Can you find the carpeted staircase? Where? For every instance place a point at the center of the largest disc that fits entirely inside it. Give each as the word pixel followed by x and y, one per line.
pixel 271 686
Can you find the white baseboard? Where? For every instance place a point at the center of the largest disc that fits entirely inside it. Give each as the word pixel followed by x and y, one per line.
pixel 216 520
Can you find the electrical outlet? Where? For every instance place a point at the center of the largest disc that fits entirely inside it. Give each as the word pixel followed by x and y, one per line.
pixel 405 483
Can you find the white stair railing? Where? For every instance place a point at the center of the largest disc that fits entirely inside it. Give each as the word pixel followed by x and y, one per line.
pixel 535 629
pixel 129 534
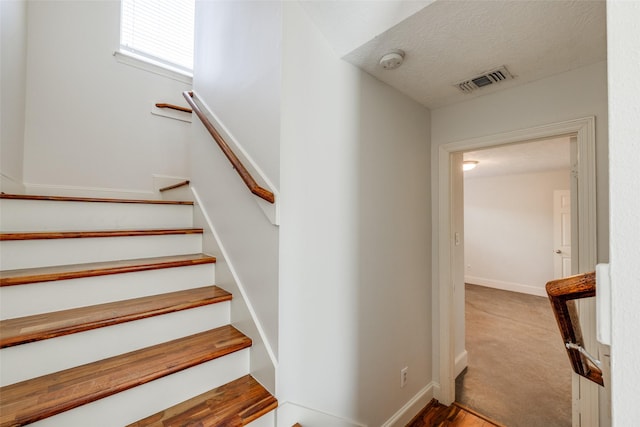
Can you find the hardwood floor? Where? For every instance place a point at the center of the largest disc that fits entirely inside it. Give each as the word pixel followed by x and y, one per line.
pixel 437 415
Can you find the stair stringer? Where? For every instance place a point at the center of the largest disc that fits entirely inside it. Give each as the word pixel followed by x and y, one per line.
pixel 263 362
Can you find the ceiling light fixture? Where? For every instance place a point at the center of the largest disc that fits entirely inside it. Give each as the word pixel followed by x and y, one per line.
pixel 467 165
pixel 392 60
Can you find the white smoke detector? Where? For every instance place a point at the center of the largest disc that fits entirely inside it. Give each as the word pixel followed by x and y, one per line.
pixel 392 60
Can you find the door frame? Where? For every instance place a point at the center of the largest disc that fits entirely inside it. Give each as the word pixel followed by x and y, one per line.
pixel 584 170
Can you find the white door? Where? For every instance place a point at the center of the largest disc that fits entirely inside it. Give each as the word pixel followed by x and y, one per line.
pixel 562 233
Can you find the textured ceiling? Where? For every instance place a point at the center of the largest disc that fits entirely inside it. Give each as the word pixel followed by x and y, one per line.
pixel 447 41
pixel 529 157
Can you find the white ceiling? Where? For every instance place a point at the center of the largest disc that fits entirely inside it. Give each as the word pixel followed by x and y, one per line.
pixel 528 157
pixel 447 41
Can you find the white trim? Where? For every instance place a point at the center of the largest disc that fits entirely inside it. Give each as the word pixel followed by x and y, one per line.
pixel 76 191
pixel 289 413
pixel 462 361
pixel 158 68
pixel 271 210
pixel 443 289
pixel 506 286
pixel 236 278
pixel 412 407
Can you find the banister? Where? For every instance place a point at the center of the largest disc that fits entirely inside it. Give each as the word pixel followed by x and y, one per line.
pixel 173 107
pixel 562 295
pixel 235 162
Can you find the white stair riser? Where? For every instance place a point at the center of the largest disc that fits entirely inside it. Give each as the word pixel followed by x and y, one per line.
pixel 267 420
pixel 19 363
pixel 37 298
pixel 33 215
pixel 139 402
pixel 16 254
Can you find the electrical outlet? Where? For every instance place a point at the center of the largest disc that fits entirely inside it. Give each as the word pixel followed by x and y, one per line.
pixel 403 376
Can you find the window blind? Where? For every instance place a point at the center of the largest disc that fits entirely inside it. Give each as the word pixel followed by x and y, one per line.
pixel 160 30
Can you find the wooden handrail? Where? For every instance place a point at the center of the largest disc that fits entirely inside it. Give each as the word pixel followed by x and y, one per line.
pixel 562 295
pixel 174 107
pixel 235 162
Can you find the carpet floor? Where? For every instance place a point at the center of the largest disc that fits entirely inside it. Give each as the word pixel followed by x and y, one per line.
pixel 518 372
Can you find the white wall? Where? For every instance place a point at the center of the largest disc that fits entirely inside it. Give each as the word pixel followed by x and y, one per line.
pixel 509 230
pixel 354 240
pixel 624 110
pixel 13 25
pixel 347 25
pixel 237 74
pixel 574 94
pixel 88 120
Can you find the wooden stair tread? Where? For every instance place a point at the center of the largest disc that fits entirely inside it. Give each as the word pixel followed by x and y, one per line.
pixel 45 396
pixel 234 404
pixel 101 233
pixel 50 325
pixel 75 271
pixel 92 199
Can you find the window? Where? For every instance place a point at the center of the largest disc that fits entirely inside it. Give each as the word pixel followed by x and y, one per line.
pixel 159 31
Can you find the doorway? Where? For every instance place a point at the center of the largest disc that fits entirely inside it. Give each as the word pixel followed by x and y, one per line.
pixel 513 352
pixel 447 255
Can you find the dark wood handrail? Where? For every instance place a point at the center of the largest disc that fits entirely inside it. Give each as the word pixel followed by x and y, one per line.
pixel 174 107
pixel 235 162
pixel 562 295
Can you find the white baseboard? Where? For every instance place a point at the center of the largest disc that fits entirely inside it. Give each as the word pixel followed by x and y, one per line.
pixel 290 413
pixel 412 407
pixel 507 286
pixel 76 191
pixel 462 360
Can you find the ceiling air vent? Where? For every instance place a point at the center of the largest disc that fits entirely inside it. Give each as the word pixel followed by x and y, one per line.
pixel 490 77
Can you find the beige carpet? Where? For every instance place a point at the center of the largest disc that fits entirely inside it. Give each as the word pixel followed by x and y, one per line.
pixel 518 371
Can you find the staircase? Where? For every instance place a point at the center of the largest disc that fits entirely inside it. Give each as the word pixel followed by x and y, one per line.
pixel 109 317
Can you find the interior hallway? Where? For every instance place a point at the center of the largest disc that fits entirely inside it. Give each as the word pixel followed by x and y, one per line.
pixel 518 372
━━━━━━━━━━━━━━━━
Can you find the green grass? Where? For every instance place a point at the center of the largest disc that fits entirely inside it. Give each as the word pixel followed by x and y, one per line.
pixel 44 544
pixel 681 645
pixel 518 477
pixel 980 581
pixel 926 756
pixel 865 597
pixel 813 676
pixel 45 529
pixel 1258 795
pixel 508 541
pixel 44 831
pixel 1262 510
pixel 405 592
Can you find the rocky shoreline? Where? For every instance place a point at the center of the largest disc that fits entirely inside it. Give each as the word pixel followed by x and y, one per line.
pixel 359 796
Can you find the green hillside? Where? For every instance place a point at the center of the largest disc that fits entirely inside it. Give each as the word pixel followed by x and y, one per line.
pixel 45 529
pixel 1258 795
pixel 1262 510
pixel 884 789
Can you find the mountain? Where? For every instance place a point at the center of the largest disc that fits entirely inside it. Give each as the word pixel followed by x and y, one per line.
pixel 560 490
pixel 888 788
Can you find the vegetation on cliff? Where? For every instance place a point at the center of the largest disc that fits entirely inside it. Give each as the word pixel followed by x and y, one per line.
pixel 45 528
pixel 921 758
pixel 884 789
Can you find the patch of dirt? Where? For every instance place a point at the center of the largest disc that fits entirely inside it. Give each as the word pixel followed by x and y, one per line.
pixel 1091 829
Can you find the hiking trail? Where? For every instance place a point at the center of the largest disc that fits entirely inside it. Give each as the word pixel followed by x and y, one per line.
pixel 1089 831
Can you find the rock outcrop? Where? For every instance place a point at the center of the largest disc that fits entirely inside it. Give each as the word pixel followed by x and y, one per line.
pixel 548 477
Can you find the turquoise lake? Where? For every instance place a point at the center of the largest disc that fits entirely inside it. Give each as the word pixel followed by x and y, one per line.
━━━━━━━━━━━━━━━━
> **Work instructions**: From the records above, print only the lines between the one holding "Can you find the vegetation" and the one holding "Can you find the turquoise", inclusive, exactly as they stand.

> **Completed task**:
Can you find the vegetation on cliff? Where? For every instance place a point at the center of the largest disc that fits entirely inside it. Give each as the word pixel followed by x and y, one per line.
pixel 45 528
pixel 921 758
pixel 884 789
Can you find the patch of dirt? Where? For every instance place a point at the center of the largest disc that fits entirely inside it. Give each as the word pixel followed by x and y, one per line.
pixel 1091 829
Can you find the hiking trail? Where? For every instance place a point at the center of the largest disc that fits entirely inside it. Give each as the word pixel followed by x and y, one per line.
pixel 1089 831
Can you find the rock outcrop? Where? For every instance place a point at the center of the largest disc that fits entirely inside it. Give each as the word pixel followed by x and y, one per line.
pixel 548 477
Can you find the turquoise lake? Where? For every instance place a point at the center of the largest disc that fits entirely inside it. Give each as the word pixel followed by x and y, one per line.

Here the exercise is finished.